Exercise instructions →
Whatever the records contain, reproduce all of them exactly.

Segment Open

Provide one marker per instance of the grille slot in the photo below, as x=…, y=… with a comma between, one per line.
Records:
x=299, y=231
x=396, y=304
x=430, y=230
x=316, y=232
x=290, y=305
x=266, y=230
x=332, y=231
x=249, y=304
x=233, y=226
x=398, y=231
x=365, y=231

Segment Closed

Output →
Provide one marker per instance of the grille slot in the photo below, as x=…, y=… with a comma between, one per line.
Records:
x=299, y=231
x=396, y=304
x=430, y=230
x=316, y=232
x=290, y=305
x=266, y=230
x=332, y=231
x=249, y=304
x=233, y=226
x=398, y=231
x=365, y=231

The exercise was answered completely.